> **GIVEN REQUEST**: Return every one of the following rows verbatim, with no changes.

> **TASK MATERIAL**:
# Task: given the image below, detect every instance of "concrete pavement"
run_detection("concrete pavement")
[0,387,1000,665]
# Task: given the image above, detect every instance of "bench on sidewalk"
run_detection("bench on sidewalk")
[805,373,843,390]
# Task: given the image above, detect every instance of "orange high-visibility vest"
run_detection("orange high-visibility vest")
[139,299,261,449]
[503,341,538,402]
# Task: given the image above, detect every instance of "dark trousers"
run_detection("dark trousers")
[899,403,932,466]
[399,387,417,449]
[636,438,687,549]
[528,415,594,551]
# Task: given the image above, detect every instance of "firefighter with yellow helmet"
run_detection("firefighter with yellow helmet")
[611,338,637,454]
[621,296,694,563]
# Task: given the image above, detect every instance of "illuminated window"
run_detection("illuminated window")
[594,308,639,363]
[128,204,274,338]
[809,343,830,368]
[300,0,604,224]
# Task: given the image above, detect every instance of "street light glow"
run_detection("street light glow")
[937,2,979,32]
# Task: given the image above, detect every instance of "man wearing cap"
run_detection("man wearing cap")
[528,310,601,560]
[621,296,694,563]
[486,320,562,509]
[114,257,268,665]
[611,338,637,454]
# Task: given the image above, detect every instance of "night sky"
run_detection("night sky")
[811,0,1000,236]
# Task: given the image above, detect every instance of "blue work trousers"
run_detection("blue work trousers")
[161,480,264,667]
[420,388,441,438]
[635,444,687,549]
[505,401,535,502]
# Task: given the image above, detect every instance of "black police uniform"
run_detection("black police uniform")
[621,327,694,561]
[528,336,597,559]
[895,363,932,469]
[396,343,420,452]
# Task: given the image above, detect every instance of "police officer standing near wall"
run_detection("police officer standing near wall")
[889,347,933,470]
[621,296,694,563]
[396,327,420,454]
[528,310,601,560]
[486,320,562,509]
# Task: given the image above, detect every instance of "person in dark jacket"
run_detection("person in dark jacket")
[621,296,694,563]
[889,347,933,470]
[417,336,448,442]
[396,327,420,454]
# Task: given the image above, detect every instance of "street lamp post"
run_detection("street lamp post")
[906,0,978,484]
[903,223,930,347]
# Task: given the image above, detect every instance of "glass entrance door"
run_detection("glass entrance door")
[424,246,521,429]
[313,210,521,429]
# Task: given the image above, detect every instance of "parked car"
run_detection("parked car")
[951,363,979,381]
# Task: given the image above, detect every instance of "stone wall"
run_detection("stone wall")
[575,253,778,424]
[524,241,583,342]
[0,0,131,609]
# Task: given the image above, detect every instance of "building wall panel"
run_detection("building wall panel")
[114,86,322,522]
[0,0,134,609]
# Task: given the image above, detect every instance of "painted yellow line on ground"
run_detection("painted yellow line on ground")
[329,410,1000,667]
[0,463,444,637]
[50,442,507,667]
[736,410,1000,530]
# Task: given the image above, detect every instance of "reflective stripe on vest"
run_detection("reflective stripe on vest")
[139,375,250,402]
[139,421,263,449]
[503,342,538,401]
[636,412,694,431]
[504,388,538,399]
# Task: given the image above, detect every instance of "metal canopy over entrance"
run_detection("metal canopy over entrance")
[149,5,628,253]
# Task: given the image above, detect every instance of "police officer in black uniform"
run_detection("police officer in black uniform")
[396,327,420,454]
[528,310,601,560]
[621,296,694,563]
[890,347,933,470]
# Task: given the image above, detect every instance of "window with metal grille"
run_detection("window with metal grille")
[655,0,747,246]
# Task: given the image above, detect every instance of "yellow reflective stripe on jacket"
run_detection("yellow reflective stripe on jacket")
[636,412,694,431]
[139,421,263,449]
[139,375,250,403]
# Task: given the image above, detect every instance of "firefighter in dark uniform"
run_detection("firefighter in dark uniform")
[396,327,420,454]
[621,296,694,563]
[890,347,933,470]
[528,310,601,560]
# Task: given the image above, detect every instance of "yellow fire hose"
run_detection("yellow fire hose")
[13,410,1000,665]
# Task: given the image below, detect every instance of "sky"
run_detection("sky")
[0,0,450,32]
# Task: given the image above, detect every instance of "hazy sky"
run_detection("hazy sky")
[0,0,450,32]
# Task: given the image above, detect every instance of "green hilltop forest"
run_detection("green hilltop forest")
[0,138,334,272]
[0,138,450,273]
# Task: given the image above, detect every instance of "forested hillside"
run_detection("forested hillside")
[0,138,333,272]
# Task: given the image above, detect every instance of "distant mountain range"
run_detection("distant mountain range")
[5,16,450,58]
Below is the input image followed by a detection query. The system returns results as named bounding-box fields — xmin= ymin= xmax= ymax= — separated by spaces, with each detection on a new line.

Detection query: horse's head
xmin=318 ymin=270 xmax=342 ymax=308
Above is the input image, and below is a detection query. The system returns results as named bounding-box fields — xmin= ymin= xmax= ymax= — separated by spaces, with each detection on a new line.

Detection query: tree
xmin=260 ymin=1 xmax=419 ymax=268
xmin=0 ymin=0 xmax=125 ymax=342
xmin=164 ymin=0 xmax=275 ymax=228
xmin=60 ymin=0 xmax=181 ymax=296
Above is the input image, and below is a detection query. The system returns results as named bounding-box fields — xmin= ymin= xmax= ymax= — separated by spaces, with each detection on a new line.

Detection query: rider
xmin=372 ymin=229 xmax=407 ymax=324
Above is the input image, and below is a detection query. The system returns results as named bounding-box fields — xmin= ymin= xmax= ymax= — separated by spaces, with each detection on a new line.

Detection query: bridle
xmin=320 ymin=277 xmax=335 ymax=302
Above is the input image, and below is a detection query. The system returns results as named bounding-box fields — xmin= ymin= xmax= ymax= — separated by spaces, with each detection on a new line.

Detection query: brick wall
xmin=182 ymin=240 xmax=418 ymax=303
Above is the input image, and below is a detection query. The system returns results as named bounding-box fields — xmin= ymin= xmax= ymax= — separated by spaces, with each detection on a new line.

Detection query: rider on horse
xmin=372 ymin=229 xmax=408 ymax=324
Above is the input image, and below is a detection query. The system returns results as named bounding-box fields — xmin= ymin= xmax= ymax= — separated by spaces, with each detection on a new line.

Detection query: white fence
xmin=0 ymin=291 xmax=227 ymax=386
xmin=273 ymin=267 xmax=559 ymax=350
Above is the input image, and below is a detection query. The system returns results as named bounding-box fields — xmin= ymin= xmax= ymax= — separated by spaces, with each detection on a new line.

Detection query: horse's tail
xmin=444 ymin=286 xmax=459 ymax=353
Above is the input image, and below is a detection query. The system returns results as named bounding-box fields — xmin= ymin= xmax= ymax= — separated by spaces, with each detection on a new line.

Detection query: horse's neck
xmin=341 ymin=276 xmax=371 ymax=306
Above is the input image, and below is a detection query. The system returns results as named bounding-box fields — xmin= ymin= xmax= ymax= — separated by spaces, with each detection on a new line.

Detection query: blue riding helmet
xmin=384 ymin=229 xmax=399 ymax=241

> **CORRECT RESULT**:
# Task: given the image below, detect every instance of "concrete pavement"
run_detection("concrete pavement")
[0,387,1000,665]
# Task: given the image above, detect every instance of "bench on sidewalk"
run_detection("bench on sidewalk")
[805,373,843,390]
# Task: given the image above, detect every instance of "orange high-visibility vest"
run_detection("orange high-visibility vest")
[139,299,261,449]
[503,341,538,402]
# Task: given the image above, detect every instance of "dark trousers"
run_detection("dark trousers")
[899,403,932,466]
[399,387,417,449]
[636,438,687,549]
[528,415,594,551]
# Task: given the image above, detect every instance of "firefighter with yellow helmet"
run_detection("firefighter with yellow helmet")
[611,338,637,454]
[621,296,694,563]
# Task: given the image above, detect every instance of "illuminated window"
run_detection("illuminated window")
[594,308,639,363]
[128,204,274,338]
[809,343,830,368]
[300,0,604,224]
# Task: given the image above, detect every instance of "street light glow"
run_detection("street light glow")
[937,2,979,32]
# Task: given the image above, detect every instance of "man wearing cap"
run_detection("man wearing cap")
[528,310,601,560]
[621,296,694,563]
[486,320,562,509]
[114,257,268,665]
[611,338,637,454]
# Task: given the image above, detect every instance of "night sky"
run_detection("night sky")
[811,0,1000,236]
# Task: given the image above, detect every instance of "blue work trousers"
run_detection("blue work trousers")
[161,480,264,667]
[420,388,441,438]
[635,444,687,549]
[505,401,535,502]
# Task: given the image above, detect every instance of "black police uniform"
run_detection("black police uniform")
[621,327,694,561]
[528,336,597,559]
[895,363,932,469]
[396,343,420,452]
# Task: given the image above, detect every instance of "police officer standing near wall"
run_detection("police officer standing near wall")
[889,347,933,470]
[621,296,694,563]
[396,327,420,454]
[528,310,601,560]
[486,320,562,509]
# Task: given the image above, detect every instance of "person in dark jacket"
run_detection("person in dark jacket")
[621,296,694,563]
[889,347,933,470]
[417,336,448,442]
[396,327,420,454]
# Task: given the image above, detect every instance of "street lamp post"
run_detection("street lamp post")
[906,0,978,484]
[903,223,930,347]
# Task: given the image above, detect every instance of "glass entrance door"
run_detection("glass entrance door")
[424,246,521,429]
[313,210,521,429]
# Task: given the image above, detect every instance of "parked car"
run_detection("parked car")
[951,363,979,381]
# Task: given the image above, detect every instance of "stone wall"
run_detection("stone wall")
[575,253,778,424]
[524,241,583,342]
[0,0,131,609]
# Task: given the image above, detect every instance of "building wall panel"
run_detection("building wall panel")
[114,86,322,522]
[0,0,134,609]
# Task: given the image above, detect every instance of "painted yellow line on ground"
run_detection("painted yellow line on ground")
[329,410,1000,667]
[0,463,444,637]
[50,442,507,667]
[736,410,1000,530]
# Task: given the image above, detect every instance of "reflective stripe on vest"
run_detection("reflective stripe on vest")
[139,375,250,402]
[139,421,263,449]
[503,342,538,401]
[636,412,694,431]
[504,388,538,399]
# Task: given the image above, detect every instance of "metal canopy over entrance"
run_detection("metal canopy over entrance")
[149,5,628,253]
# Task: given the image above, detect every instance of "police officer in black uniform"
run_detection("police officer in black uniform")
[396,327,420,454]
[528,310,601,560]
[621,296,694,563]
[890,347,933,470]
# Task: given the image above, detect every instance of "window with metal grille"
run_detection("window with metal grille")
[655,0,747,246]
# Task: given the image above, detect every instance of "yellow reflective stripe on jacket"
run_detection("yellow reflective stripe on jacket")
[636,412,694,431]
[139,421,263,449]
[139,375,250,403]
# Task: given the image above, detect every instance of "firefighter in dark uniform"
run_detection("firefighter in dark uniform")
[396,327,420,454]
[621,296,694,563]
[890,347,933,470]
[528,310,601,560]
# Task: given the image above, detect every instance of "yellow fire hose"
run_detection("yellow fire hose")
[13,410,1000,665]
# Task: given the image below, detect every instance of "sky"
run_detection("sky")
[0,0,450,32]
# Task: given the image above, detect every instance of "hazy sky"
run_detection("hazy sky")
[0,0,450,32]
# Task: given the image above, detect every instance of "green hilltop forest"
run_detection("green hilltop forest")
[0,138,334,272]
[0,138,450,273]
# Task: given the image above, detect every instance of "forested hillside"
run_detection("forested hillside")
[0,138,333,272]
# Task: given the image above, detect every instance of "distant mountain range"
run_detection("distant mountain range")
[5,16,450,58]
Below is the input image followed by a detection query. The system returns results as named bounding-box fields — xmin= ymin= xmax= ymax= — separated by spaces, with each detection on a new line.

Detection query: horse's head
xmin=318 ymin=270 xmax=342 ymax=308
Above is the input image, and below is a detection query. The system returns results as named bounding-box fields — xmin= ymin= xmax= ymax= — separated by spaces, with each detection on a new line.

Detection query: tree
xmin=260 ymin=1 xmax=419 ymax=268
xmin=0 ymin=0 xmax=125 ymax=342
xmin=164 ymin=0 xmax=275 ymax=228
xmin=60 ymin=0 xmax=181 ymax=296
Above is the input image, and below is a detection query. The system returns results as named bounding-box fields — xmin= ymin= xmax= ymax= — separated by spaces, with each detection on a new line.

Detection query: rider
xmin=372 ymin=229 xmax=407 ymax=324
Above is the input image, and below is a detection query. The system returns results as named bounding-box fields — xmin= ymin= xmax= ymax= — separated by spaces, with each detection on a new line.

Detection query: bridle
xmin=320 ymin=277 xmax=335 ymax=302
Above is the input image, and below is a detection query. The system returns results as named bounding-box fields — xmin= ymin= xmax= ymax= — separated by spaces, with each detection on a new line.

Detection query: brick wall
xmin=182 ymin=240 xmax=418 ymax=303
Above is the input image, and below is a detection query. The system returns results as named bounding-box fields — xmin= ymin= xmax= ymax= — separated by spaces, with each detection on a new line.

Detection query: rider on horse
xmin=372 ymin=229 xmax=408 ymax=324
Above is the input image, and below is a detection query. The system returns results as named bounding-box fields — xmin= ymin= xmax= ymax= — separated by spaces, with each detection on a new line.

Detection query: white fence
xmin=0 ymin=291 xmax=227 ymax=386
xmin=273 ymin=267 xmax=559 ymax=350
Above is the input image, and below is a detection query. The system returns results as named bounding-box fields — xmin= ymin= xmax= ymax= — separated by spaces, with each detection on a new line.

Detection query: horse's tail
xmin=444 ymin=286 xmax=459 ymax=353
Above is the input image, and below is a detection query. The system returns results as named bounding-box fields — xmin= ymin= xmax= ymax= — separated by spaces, with each detection on a new line.

Detection query: horse's neck
xmin=341 ymin=276 xmax=371 ymax=306
Above is the input image, and below is a detection query. The system returns results as named bounding-box fields — xmin= ymin= xmax= ymax= — separated by spaces, with each detection on a new line.

Detection query: blue riding helmet
xmin=384 ymin=229 xmax=399 ymax=241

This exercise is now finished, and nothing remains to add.